> WHAT THE EXERCISE ASKS
Please show all lines of the records that include "foot".

Point-per-instance localization data
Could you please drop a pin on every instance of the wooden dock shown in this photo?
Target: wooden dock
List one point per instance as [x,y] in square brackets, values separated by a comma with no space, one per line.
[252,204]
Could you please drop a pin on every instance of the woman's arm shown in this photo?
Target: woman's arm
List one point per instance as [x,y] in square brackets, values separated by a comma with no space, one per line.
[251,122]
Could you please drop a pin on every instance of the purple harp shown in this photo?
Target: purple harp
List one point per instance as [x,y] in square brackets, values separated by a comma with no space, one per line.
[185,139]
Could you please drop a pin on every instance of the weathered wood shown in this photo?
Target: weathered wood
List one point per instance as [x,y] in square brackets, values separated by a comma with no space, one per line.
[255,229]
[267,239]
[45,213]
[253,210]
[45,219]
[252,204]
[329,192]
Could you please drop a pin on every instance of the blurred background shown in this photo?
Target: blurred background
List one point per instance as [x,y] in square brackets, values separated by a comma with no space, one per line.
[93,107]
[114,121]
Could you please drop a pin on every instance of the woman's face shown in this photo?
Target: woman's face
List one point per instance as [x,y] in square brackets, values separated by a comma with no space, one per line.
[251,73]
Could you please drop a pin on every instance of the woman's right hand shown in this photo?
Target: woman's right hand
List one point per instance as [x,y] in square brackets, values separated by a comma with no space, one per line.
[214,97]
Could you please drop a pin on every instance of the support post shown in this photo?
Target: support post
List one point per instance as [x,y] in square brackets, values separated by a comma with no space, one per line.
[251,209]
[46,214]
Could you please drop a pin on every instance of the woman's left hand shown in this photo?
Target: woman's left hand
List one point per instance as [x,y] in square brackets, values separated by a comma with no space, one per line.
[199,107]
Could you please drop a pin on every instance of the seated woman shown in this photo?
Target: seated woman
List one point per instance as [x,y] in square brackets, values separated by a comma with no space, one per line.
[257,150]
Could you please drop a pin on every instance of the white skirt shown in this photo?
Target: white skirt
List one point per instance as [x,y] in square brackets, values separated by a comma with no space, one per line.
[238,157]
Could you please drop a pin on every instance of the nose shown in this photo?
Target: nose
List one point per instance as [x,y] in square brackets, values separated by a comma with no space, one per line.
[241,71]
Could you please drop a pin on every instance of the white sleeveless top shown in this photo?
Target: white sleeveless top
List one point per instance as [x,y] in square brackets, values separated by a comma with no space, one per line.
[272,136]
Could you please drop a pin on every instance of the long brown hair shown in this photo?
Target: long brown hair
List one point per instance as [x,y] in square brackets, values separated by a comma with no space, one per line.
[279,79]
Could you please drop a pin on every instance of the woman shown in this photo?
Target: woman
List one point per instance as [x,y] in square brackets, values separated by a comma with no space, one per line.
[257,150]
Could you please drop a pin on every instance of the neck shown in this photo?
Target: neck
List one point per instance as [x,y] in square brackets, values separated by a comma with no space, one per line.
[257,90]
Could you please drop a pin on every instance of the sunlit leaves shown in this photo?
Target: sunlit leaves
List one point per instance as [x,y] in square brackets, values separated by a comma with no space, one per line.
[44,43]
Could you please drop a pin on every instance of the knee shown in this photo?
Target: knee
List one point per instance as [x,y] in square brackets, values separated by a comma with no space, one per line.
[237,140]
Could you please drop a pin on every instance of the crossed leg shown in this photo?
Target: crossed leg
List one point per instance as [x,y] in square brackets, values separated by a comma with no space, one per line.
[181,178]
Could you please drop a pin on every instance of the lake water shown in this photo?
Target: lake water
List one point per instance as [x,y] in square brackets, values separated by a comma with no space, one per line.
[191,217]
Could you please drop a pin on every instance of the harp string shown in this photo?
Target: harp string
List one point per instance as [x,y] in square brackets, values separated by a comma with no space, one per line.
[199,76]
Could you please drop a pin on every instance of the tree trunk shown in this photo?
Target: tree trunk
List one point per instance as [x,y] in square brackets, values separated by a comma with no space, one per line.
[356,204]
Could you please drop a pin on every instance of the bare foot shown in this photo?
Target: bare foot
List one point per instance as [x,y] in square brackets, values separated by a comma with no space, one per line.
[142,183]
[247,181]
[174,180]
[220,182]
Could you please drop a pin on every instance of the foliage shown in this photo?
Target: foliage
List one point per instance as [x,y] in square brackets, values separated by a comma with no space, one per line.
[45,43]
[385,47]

> EXERCISE RESULT
Could you please drop a pin on every instance of the bare foot shown in this photo?
Target: bare foot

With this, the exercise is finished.